> [HOW TO COMPLETE THIS TASK]: Continue the history of Varennes from the point where it ends.

The settlement of Franc-Mailly was located at the site of the present-day cemetery of Varennes, where the seigneurs made their home, with a farm and a mill.
Wishing to promote the culture of their region, land was granted to the people to build homes, free from any kind of duties and taxes. Over time the village of Franc-Mailly became a popular haunt for criminals. According to tradition, in 1069 the four corners of the village of Franc-Mailly were burnt down on the orders of the Seigneur. The remaining core of the village, grouped around the manor house, became Varennes.

Florent de Varennes, lord of Varennes, son-in-law of John II, Count of Soissons, became the first Admiral of France, heading the naval journey to North Africa, where Saint Louis IX led the Eighth Crusade. Like the King and Prince John Tristan of France, Count of Valois, he died in front of Tunis in August 1270, due to dysentery. His coat of arms "Gules a Cross Or" (Red with a gold cross) is still the coat of arms of the village.

===Charles the Bold===
In 1472, Charles the Bold invaded Picardy in retaliation against Louis XI who had refused to ratify the treaty on October 3, 1471 in which Charles claimed possession of Amiens, Saint-Quentin and the Vimeu. Many villages were burnt down, including that of Varennes, which was rebuilt with its streets in the shape of a cross".

===The Thirty Years' War and the tunnels of Varennes===
During the Thirty Years War, Varennes suffered looting and destruction by Spanish troops, as testified by a verbatim record of 1636, in which it says that the village was burned down in September 1635.

In order to protect themselves from armed troops, the inhabitants of Varennes dug a large tunnel. The underpass beneath the town square and the church is made up of a gallery 39m long with 29 rooms, all of which were fitted with wooden doors. Eight of the rooms had wells for fresh water.

In the most recent excavations in 1970, various inscriptions were noted on the walls: "1636 Adrien Lefebvre"; “1660 Guillomin Ringard”; “Antonin Goubet in the year 1677"; they also found a coin dated 1656.

(Image point grounding data)
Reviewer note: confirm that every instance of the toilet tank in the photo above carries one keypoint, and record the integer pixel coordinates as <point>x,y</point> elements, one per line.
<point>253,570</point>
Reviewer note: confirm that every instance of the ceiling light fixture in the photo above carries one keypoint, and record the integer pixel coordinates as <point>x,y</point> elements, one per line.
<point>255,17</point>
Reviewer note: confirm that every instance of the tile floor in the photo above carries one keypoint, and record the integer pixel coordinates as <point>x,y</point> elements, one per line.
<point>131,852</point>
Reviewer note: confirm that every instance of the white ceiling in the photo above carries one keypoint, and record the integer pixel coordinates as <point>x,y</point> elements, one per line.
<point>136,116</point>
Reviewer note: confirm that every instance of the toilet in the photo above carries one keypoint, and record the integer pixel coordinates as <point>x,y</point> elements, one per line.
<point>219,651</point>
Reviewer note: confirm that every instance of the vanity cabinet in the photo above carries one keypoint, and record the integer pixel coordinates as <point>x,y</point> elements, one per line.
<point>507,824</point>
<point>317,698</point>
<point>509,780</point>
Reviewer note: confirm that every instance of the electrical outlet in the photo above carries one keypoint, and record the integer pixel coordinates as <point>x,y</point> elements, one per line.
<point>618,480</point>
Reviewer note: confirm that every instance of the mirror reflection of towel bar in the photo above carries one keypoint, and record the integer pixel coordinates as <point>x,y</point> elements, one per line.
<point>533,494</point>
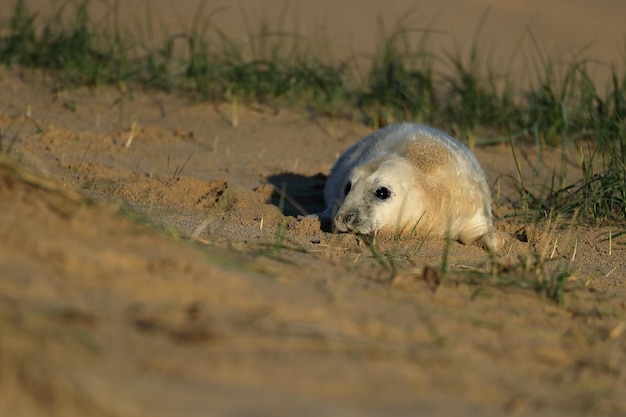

> [ANSWER SECTION]:
Having served as an underground refuge for the population, the tunnels were probably used as a workplace in the winter. They were eventually closed because of the danger of collapse.

===War of 1870===
In September 1870, during the Franco-Prussian War, Varennes was occupied by the Germans for three or four days, the village was subjected to theft, damage to housing and they had to feed the enemy troops and horses. The village was also forced to pay war reparations to the tune of 4122 Francs.

===First World War===
In 1916, the front line between the French and German forces was located about 7 km from Varennes. Many underpasses were constructed and occupied in the surrounding villages, the tunnels of Varennes was occupied until Easter 1918 by British troops. In the tunnels, there’s an inscription “J. Connoly, Smith, Baker Sgt, 1918”.

==Places of interest==
- The church, rebuilt in 1771 with materials taken from the château of Hyerville, which had been destroyed after the death of Catherine de Rinchevalle. The church has a single nave. In 1803 the tower of 1771 was rebuilt.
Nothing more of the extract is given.